» **Job a**: Reproduce verbatim the passage of the essay on economists and happiness from "Left undisturbed, economists" to "in the paradigm.".

» **Excerpt provided**:
Left undisturbed, economists will usually go about
quietly, muttering under their breath strange incantations, like “negative
elasticity”, “Laffer Curve”, “externalities”, etc., and happily predicting doom
just around the corner. That, after all,
is how the field came to be described as “the dismal science.” They worship odd things that no one else can
see, like “perfect competition” and “the rational man”, but we all have our idiosyncrasies,
and economists are useful in providing a plausible explanation for things that
happened last week, though they never can seem to figure them out in
advance. But the field has been under
attack lately, and some are beginning to react strangely. Perhaps, it’s another tremor in the paradigm.
Take for example, the column the other day by
Robert Samuelson in the Washington Post. It
was an all-out attack on happiness! He
was obviously upset and outraged about a report just issued, the “World
Happiness Report”, which argued that GDP doesn’t measure everything important
in life and that economic growth doesn’t always make people happier. He attributes it to a shadowy, sinister
European conspiracy he calls “the happiness movement.” Oh, the Horror! He’s particularly concerned about a recent
study result that economists call “the Easterlin Paradox”, that the rich and
middle class are happier than the poor, but after that, getting richer doesn’t
cause their own sense of happiness to increase. (It should be noted, by the
way, that decades ago, behavioral scientists studying motivation theory learned
to distinguish between “satisfiers” and “dissatisfiers”, and then found that
lack of money is a dissatisfier, but money is not a satisfier, and by itself is
not a motivator. Could it be that motivation counts toward happiness? They found that what really counted toward “morale”,
a kind of group happiness, were gestalt and cohesion – a shared group identity
and a sense of active belonging.)

» **Job b**: List each line of the records below that contains the string "feathers", treating uppercase and lowercase letters as different.

(Point annotations for the photos)
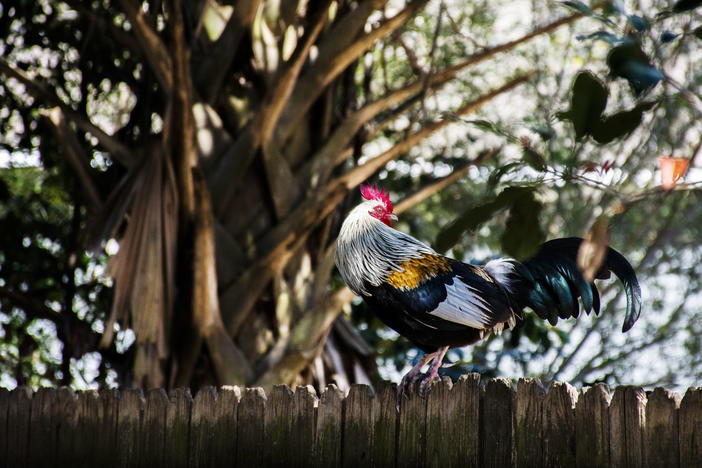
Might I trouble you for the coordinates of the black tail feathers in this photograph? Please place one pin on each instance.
(550, 282)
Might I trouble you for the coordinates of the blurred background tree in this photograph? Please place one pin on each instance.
(174, 175)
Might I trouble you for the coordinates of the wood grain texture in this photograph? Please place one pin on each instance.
(454, 424)
(559, 425)
(328, 437)
(592, 427)
(691, 428)
(661, 433)
(497, 406)
(528, 423)
(356, 447)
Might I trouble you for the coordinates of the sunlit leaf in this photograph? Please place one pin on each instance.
(638, 22)
(672, 170)
(668, 36)
(606, 36)
(587, 103)
(474, 217)
(579, 6)
(628, 61)
(619, 124)
(523, 234)
(686, 5)
(593, 249)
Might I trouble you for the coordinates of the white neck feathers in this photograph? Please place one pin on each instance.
(367, 250)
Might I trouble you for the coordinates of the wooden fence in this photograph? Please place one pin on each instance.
(455, 424)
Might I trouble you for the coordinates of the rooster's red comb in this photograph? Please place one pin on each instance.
(371, 192)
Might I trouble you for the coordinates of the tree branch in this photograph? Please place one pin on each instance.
(335, 56)
(277, 246)
(76, 157)
(218, 63)
(443, 182)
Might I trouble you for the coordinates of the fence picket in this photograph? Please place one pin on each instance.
(131, 412)
(152, 429)
(661, 432)
(691, 428)
(250, 428)
(357, 434)
(177, 429)
(18, 420)
(592, 427)
(42, 440)
(559, 425)
(223, 429)
(66, 422)
(528, 423)
(327, 435)
(497, 402)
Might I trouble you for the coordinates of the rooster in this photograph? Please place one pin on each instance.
(440, 303)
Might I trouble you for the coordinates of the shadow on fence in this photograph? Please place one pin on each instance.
(456, 424)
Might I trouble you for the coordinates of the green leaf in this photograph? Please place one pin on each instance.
(587, 103)
(579, 6)
(638, 22)
(619, 124)
(668, 36)
(686, 5)
(476, 216)
(606, 36)
(628, 61)
(533, 158)
(501, 171)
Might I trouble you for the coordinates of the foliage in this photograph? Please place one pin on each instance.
(180, 128)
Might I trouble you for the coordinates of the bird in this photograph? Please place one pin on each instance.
(439, 303)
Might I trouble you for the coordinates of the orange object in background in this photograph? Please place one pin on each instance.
(672, 169)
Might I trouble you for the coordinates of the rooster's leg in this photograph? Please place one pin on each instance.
(413, 375)
(434, 369)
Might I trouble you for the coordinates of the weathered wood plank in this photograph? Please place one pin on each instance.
(178, 427)
(453, 423)
(223, 431)
(279, 447)
(42, 439)
(302, 428)
(559, 425)
(357, 436)
(627, 418)
(592, 427)
(202, 419)
(153, 433)
(528, 423)
(468, 388)
(443, 430)
(4, 407)
(691, 428)
(18, 421)
(496, 423)
(87, 428)
(384, 425)
(328, 436)
(411, 443)
(66, 415)
(661, 432)
(250, 429)
(106, 441)
(131, 413)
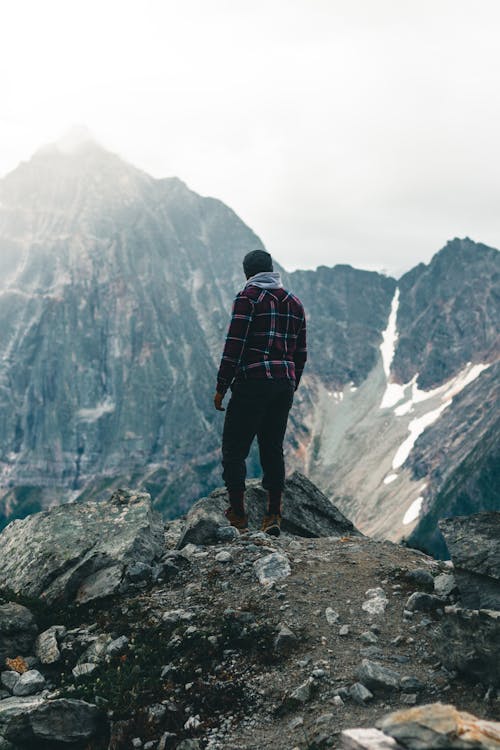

» **Worked answer a**:
Left undisturbed, economists will usually go about
quietly, muttering under their breath strange incantations, like “negative
elasticity”, “Laffer Curve”, “externalities”, etc., and happily predicting doom
just around the corner. That, after all,
is how the field came to be described as “the dismal science.” They worship odd things that no one else can
see, like “perfect competition” and “the rational man”, but we all have our idiosyncrasies,
and economists are useful in providing a plausible explanation for things that
happened last week, though they never can seem to figure them out in
advance. But the field has been under
attack lately, and some are beginning to react strangely. Perhaps, it’s another tremor in the paradigm.

» **Worked answer b**:
Might I trouble you for the coordinates of the black tail feathers in this photograph? Please place one pin on each instance.
Might I trouble you for the coordinates of the white neck feathers in this photograph? Please place one pin on each instance.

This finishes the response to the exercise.